SUPPLIED DATA
● ● ●

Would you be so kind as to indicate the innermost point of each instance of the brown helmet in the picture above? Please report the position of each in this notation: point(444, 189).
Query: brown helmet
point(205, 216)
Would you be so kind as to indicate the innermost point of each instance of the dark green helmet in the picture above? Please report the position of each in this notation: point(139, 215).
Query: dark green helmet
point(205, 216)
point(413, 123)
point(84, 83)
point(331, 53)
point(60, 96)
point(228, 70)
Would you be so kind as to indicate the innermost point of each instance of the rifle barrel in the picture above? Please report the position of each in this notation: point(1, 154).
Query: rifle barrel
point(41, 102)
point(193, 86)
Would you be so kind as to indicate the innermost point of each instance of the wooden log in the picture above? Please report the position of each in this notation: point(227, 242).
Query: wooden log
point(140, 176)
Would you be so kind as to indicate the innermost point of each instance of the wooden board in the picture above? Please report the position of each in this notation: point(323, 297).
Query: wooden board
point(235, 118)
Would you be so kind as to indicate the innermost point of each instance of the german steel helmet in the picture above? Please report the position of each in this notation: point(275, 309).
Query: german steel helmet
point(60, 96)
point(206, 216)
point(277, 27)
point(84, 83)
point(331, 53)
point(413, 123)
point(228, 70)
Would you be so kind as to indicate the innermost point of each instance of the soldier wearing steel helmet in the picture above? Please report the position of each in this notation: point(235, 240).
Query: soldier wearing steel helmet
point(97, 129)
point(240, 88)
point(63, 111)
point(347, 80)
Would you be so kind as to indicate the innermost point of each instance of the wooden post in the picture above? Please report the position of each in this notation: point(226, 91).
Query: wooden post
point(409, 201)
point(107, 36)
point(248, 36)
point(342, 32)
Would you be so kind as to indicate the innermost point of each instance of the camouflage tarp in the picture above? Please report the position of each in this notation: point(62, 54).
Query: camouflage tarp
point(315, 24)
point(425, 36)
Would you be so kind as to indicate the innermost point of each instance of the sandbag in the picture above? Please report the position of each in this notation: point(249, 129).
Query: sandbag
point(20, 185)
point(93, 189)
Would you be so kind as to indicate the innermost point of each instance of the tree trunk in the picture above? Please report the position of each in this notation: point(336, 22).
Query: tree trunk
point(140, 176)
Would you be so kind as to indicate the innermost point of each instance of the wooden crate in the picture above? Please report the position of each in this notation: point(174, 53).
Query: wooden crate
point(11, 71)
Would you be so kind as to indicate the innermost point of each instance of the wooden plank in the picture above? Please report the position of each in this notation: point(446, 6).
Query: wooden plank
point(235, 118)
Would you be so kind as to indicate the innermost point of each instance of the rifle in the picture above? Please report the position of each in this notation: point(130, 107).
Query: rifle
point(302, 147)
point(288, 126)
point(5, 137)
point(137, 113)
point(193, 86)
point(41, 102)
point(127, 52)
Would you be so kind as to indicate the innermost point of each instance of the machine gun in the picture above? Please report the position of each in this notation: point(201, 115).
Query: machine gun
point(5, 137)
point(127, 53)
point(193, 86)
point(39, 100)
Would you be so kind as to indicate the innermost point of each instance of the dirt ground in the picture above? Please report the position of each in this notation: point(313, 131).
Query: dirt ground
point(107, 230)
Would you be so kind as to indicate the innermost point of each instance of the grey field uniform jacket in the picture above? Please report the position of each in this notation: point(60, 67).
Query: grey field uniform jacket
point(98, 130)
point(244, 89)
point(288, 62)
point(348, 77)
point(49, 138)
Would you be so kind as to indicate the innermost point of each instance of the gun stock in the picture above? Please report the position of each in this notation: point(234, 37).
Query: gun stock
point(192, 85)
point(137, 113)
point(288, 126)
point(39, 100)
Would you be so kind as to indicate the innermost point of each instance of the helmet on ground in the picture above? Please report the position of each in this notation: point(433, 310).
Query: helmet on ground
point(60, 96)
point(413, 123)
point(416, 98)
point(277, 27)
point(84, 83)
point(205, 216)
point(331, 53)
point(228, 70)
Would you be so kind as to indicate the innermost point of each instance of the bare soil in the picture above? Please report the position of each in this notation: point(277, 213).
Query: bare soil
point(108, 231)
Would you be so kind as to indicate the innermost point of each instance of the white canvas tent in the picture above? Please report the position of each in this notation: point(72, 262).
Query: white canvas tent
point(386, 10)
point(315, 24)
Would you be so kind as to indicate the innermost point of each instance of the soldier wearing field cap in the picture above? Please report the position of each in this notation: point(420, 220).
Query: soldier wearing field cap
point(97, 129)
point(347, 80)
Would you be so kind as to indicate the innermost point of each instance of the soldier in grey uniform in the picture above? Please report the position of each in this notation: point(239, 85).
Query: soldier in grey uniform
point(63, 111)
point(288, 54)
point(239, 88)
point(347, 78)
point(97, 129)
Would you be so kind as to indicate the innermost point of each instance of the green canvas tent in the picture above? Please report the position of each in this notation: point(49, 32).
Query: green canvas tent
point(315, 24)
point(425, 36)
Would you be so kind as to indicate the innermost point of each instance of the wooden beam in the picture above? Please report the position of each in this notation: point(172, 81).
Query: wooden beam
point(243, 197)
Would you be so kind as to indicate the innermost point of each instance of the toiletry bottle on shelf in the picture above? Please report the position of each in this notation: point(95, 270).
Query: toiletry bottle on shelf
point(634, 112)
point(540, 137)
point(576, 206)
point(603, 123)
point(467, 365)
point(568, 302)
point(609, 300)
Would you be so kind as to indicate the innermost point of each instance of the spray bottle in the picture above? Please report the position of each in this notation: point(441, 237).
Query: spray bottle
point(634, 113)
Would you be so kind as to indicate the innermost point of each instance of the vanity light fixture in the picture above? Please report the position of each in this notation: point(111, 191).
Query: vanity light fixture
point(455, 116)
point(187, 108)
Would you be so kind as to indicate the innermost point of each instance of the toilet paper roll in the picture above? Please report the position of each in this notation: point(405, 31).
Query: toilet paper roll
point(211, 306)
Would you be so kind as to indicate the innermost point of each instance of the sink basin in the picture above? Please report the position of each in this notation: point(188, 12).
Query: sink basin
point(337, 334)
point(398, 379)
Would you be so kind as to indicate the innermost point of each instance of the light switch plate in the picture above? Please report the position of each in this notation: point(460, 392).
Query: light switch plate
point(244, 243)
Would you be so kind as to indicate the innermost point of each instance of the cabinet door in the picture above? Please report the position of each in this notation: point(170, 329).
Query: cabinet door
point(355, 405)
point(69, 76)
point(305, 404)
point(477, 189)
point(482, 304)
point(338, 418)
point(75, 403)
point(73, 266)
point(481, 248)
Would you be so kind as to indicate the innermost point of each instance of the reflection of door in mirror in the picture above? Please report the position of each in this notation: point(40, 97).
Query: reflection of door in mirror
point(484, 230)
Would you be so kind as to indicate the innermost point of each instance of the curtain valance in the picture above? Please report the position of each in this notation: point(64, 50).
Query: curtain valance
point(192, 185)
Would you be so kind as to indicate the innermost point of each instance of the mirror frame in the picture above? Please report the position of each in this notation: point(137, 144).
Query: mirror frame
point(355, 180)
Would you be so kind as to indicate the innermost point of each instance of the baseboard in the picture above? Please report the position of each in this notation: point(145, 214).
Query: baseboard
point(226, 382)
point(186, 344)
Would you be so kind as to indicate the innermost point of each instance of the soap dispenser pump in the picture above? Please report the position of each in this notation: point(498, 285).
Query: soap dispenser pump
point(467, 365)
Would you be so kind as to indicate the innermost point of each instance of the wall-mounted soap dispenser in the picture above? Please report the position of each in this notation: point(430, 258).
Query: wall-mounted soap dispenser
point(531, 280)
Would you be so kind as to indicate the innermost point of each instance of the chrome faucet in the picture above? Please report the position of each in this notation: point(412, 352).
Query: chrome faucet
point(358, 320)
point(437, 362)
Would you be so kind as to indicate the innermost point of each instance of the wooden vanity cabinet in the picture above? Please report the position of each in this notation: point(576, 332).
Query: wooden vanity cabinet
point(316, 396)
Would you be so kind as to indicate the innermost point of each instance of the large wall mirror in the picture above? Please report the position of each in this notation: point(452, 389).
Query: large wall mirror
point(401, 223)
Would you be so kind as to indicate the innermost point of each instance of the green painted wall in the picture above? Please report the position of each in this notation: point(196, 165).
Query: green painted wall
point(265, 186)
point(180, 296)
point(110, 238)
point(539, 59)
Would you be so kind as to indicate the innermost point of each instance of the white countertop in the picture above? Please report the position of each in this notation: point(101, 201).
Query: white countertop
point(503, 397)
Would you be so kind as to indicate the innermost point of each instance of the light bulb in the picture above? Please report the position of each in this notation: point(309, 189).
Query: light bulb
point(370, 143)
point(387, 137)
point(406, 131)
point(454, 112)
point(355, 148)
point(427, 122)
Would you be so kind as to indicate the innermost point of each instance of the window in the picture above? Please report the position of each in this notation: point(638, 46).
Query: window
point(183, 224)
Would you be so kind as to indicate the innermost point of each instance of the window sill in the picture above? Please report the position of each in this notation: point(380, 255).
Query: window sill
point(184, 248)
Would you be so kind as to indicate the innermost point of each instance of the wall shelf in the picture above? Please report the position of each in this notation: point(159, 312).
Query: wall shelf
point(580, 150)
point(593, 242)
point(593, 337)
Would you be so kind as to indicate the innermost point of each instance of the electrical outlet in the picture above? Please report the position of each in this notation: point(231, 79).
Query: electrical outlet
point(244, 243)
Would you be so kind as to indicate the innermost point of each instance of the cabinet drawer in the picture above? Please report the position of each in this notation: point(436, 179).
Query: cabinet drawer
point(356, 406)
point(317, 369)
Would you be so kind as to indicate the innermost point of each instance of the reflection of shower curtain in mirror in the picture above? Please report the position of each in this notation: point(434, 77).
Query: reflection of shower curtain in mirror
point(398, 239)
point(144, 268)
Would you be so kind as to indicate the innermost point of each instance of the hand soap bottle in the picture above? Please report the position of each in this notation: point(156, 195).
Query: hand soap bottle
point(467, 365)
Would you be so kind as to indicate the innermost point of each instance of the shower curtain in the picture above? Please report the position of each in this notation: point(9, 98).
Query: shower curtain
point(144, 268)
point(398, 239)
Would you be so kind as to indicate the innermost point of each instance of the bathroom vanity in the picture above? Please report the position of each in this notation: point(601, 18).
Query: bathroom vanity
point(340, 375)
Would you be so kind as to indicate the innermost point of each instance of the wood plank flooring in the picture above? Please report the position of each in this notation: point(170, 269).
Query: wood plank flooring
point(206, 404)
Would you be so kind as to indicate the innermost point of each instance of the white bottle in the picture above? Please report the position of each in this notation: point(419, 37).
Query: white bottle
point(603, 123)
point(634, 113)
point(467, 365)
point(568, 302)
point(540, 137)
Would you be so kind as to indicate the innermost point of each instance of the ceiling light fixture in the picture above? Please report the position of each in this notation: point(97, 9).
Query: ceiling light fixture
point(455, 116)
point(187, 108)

● ● ●

WHAT YOU SHOULD DO
When you reach the line holding "Query: camouflage tarp" in the records above, begin reproducing exactly, stop after the line holding "notation: point(130, 107).", and output nothing else.

TASK SOLUTION
Query: camouflage tarp
point(315, 24)
point(425, 36)
Would you be so kind as to indicate the innermost point of each instance of the sandbag in the picture above? Please report the position of each in this notation: point(249, 129).
Query: sandbag
point(20, 185)
point(93, 189)
Would you be so kind as to indicate the innermost point of each instance of the tree trunk in the picture above? Please report the position of each in this notation: point(336, 22).
Query: tree trunk
point(140, 176)
Would you be so kind as to indicate the innermost point of each instance of the wooden crate in the picture above? Please report the position of each in this notation: point(174, 53).
Query: wooden crate
point(11, 71)
Would you be so kind as to indicate the innermost point of each instance of the wooden plank in the picture above? Please report the position of each in this notation: point(446, 6).
Query: wooden plank
point(235, 118)
Would you be so kind as to indicate the innermost point of each instance of the rifle in the picture above? Please report the position of each in this notation: point(130, 107).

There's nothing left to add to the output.